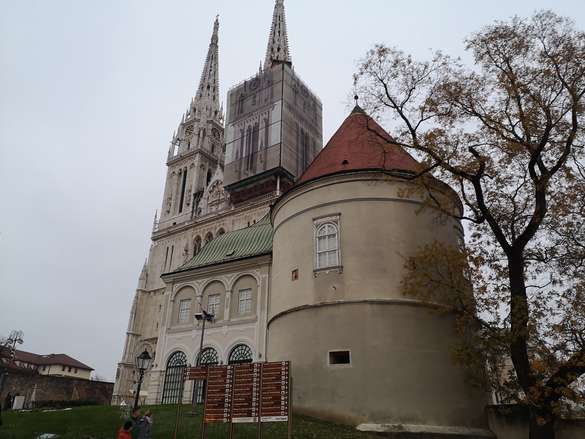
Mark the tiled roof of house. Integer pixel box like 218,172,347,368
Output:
166,216,273,274
297,105,423,183
14,350,93,370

####################

**THE REQUEST:**
Repeat every line of the listing above without changing anything, and leave out the pictures.

**TASK RESULT:**
Mark the tiled roof of house. Integer pixel box like 218,172,347,368
Output:
166,216,273,274
297,105,423,183
14,350,93,370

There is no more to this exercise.